**Textauszug**.
--------------------

Was meinen Sie mit Volatilität?
Für die Kosten spielt es eine grosse Rolle, wie stark die Aufträge schwanken. Die öffentliche Spitex ist verpflichtet, alle Aufträge anzunehmen. Unser Geschäft ist nicht konstant. Wenn ich zehn Mitarbeitende habe, sind diese übers Jahr gesehen nicht gleichmässig ausgelastet. Manchmal braucht es vielleicht nur acht Mitarbeitende, zu Spitzenzeiten bräuchte ich zwölf. Betriebswirtschaftlich gesehen, sind solche Schwankungen sehr teuer. Denn als Spitex-Organisation mit Versorgungspflicht muss ich die entsprechende Kapazität vorhalten. Es ist wirklich sehr schwer, sich auf die «richtigen» Kriterien zu einigen. Aber das reicht nicht. Wichtig ist auch, dass es für diese Faktoren verlässliche Daten für die Berechnung gibt.

--------------------

**Angezeigte Daten**.
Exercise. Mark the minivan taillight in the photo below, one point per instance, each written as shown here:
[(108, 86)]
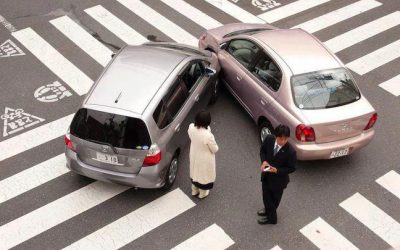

--------------------

**Aufgaben**.
1) Stimmen diese Aussagen mit dem Text über Schwankungen bei der Spitex überein? Antworte jeweils mit Ja oder Nein und zitiere die entscheidenden Worte aus dem Text: (a) Die öffentliche Spitex darf Aufträge ablehnen. (b) Schwankungen bei den Aufträgen kommen einen Betrieb teuer zu stehen. (c) Zu Spitzenzeiten reichen acht Mitarbeitende aus.
2) Welche Anzahlen von Mitarbeitenden werden im Text über Schwankungen bei der Spitex genannt? Zähle sie alle auf.
3) Schreib den Text über Schwankungen bei der Spitex nach seinem letzten Satz weiter.

**Lösungen**.
1)
(a) Nein: „Die öffentliche Spitex ist verpflichtet, alle Aufträge anzunehmen.“
(b) Ja: „Betriebswirtschaftlich gesehen, sind solche Schwankungen sehr teuer.“
(c) Nein: „zu Spitzenzeiten bräuchte ich zwölf.“

2) zehn, acht, zwölf

3)
Wir haben davon gesprochen, wie heterogen Spitex-Organisationen im Kanton Bern sind. Es scheint schwierig, geeignete Kriterien für die Finanzierung zu finden. Ist es überhaupt sinnvoll, dies kantonsweit zu organisieren?
Eine kantonale Lösung ist effizienter als beispielsweise die Verantwortung an die Gemeinden zu delegieren. Bei einer kantonalen Lösung gibt es mehr Daten und mehr Expertise. Ich bin Gemeinderätin in Spiez und schätze darum die Gemeindeautonomie. Doch wenn ich mir vorstelle, solche Fragen für unsere Gemeinde regeln zu wollen – puh! Wir haben in der Gemeinde das notwenige Fachwissen gar nicht. Was immer mir erzählt würde, müsste ich glauben. Ich zweifle, ob das insgesamt zu besseren Lösungen führt. Das System im Kanton Bern ist gut. Doch aktuell fehlt die Zeit, und es fehlen Zahlen, damit in Ruhe eine wirklich gute, tragfähige Lösung erarbeitet werden könnte. Das bedaure ich.
Es wird einige Spitex-Organisationen sehr hart treffen.
Kommt es zu einer Lösung?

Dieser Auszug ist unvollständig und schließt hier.